Task to complete — Count the lines in the data below that contain the string "knee", matching case exactly. Reply with the number alone.

Material for the task —
==============================
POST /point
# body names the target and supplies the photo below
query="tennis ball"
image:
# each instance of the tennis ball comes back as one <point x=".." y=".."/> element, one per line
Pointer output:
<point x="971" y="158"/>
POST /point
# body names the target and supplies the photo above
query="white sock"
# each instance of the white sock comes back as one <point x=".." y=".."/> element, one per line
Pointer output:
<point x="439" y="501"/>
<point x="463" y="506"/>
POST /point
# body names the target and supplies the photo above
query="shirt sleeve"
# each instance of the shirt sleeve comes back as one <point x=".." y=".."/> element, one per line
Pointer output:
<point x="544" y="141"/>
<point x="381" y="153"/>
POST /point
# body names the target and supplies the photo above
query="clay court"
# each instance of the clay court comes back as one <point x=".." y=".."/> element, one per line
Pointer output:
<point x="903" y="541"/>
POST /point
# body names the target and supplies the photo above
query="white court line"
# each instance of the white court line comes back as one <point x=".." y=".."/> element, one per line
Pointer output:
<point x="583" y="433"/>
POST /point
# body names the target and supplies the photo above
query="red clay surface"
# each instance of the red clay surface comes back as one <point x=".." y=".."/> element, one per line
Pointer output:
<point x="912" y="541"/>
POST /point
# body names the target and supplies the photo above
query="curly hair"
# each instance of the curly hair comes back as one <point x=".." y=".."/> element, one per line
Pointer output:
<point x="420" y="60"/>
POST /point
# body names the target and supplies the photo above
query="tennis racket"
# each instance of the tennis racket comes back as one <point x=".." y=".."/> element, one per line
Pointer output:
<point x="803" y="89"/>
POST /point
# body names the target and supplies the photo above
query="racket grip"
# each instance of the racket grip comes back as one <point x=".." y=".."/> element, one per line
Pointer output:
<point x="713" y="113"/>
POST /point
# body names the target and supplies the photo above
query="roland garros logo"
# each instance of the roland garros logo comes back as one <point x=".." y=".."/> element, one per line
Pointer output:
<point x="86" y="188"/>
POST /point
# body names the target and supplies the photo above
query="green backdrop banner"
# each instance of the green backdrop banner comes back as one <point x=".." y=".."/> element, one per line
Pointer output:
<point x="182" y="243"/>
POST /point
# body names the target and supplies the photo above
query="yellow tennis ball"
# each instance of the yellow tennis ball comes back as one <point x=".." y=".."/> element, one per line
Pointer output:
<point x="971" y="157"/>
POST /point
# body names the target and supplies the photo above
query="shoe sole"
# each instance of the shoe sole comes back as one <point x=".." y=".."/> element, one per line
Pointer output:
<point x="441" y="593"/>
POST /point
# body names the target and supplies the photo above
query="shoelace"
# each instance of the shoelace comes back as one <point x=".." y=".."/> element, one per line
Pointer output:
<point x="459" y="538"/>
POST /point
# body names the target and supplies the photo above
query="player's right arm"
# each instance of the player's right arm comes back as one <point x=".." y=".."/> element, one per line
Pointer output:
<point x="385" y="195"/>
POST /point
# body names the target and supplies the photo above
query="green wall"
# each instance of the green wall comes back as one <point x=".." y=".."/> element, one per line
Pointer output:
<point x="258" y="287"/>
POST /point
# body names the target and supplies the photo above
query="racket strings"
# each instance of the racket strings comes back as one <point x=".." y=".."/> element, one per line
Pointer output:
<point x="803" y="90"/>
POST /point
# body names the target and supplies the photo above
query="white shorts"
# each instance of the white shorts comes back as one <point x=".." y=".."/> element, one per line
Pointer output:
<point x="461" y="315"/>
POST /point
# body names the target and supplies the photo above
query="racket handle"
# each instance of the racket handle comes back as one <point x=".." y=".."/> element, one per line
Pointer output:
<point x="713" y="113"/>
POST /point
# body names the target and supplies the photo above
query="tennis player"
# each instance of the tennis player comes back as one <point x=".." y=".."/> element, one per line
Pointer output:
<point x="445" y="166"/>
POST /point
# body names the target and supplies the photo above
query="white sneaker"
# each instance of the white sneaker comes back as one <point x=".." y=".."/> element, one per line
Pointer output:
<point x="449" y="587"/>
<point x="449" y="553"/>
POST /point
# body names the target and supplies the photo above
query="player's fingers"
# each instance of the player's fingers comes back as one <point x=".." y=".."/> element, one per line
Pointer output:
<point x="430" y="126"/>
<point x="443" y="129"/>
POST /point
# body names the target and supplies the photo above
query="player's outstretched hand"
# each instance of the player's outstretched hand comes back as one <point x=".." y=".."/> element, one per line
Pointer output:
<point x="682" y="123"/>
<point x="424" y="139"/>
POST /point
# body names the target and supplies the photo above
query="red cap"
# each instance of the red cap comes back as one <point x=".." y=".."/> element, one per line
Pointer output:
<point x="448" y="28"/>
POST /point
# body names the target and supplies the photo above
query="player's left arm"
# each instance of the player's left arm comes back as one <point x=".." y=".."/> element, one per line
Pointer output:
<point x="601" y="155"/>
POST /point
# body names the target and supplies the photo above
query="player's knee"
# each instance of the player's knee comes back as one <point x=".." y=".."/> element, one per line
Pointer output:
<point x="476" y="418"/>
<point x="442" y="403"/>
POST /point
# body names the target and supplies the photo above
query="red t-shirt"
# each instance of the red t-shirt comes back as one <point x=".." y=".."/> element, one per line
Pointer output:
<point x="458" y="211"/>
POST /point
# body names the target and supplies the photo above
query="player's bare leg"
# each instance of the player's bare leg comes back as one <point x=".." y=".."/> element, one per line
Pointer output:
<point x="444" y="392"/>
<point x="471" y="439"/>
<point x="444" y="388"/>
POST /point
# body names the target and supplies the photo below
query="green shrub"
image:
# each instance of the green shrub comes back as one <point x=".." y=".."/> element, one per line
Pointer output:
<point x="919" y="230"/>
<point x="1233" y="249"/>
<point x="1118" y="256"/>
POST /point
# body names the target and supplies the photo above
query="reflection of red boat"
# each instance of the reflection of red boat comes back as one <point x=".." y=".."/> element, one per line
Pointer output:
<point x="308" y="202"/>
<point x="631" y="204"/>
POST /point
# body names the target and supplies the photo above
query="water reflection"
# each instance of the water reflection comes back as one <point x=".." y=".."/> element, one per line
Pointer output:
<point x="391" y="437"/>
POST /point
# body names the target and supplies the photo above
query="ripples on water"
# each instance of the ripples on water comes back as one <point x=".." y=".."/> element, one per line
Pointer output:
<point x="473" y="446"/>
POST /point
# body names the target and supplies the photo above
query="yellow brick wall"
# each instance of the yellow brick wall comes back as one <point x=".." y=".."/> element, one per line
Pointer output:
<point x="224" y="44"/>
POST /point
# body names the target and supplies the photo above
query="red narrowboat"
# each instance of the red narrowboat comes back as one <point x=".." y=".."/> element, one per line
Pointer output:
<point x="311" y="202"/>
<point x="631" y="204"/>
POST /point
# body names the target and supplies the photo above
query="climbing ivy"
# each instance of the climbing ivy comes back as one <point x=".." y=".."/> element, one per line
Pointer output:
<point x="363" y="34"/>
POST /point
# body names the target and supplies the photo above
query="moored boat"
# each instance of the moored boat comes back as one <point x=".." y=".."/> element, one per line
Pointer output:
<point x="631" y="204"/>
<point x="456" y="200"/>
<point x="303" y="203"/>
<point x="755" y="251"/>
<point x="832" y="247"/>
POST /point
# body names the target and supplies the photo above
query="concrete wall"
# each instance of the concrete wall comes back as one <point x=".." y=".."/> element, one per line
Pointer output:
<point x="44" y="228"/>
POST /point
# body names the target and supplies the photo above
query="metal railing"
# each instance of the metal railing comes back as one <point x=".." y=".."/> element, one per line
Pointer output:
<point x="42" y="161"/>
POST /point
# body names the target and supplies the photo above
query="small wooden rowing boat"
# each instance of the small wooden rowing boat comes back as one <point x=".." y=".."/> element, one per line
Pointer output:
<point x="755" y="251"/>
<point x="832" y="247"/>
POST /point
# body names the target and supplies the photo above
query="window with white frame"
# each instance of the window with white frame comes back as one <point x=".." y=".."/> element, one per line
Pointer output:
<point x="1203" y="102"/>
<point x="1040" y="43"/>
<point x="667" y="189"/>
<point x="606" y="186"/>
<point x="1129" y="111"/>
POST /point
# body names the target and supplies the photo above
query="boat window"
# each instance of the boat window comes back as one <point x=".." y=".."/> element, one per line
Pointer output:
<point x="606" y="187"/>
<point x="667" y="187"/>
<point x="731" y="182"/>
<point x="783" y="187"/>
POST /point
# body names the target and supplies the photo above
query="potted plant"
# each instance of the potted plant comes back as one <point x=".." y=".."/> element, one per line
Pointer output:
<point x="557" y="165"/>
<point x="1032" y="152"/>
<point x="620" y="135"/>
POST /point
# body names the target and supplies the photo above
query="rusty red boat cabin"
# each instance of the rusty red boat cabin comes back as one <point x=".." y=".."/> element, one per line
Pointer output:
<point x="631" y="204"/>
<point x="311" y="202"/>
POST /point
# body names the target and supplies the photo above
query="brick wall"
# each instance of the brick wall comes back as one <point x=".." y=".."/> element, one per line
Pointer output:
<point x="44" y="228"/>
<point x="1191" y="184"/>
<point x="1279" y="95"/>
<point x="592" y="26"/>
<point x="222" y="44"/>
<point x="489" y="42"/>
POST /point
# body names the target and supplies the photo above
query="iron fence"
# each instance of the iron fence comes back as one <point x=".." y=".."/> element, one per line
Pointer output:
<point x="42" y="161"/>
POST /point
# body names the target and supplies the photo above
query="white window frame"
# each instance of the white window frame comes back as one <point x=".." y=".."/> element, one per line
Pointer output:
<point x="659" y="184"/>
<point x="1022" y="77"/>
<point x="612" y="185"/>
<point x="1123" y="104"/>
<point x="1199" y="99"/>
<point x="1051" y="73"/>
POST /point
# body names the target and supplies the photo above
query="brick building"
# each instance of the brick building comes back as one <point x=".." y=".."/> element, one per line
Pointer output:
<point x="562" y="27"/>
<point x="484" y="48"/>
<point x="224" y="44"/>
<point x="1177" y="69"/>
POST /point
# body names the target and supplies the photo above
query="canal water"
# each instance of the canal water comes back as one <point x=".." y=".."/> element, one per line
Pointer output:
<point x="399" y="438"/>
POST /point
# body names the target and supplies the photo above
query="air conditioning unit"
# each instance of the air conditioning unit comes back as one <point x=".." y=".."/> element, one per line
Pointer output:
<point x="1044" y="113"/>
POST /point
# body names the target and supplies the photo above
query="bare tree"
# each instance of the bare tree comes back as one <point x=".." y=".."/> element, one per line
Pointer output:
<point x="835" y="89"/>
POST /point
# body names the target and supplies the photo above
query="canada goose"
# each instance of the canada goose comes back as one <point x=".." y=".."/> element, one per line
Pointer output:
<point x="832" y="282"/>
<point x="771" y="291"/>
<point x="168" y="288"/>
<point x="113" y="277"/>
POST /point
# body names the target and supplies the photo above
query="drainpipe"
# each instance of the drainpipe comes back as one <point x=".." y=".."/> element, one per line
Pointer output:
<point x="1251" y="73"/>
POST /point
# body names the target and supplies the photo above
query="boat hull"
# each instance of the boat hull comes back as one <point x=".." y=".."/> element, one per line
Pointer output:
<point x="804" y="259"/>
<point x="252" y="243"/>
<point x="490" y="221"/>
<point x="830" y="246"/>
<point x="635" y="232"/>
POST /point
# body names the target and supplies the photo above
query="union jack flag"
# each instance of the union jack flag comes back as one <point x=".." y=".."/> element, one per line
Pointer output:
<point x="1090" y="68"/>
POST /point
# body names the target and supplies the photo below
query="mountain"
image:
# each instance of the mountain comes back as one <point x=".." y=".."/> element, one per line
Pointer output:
==============================
Final result — 2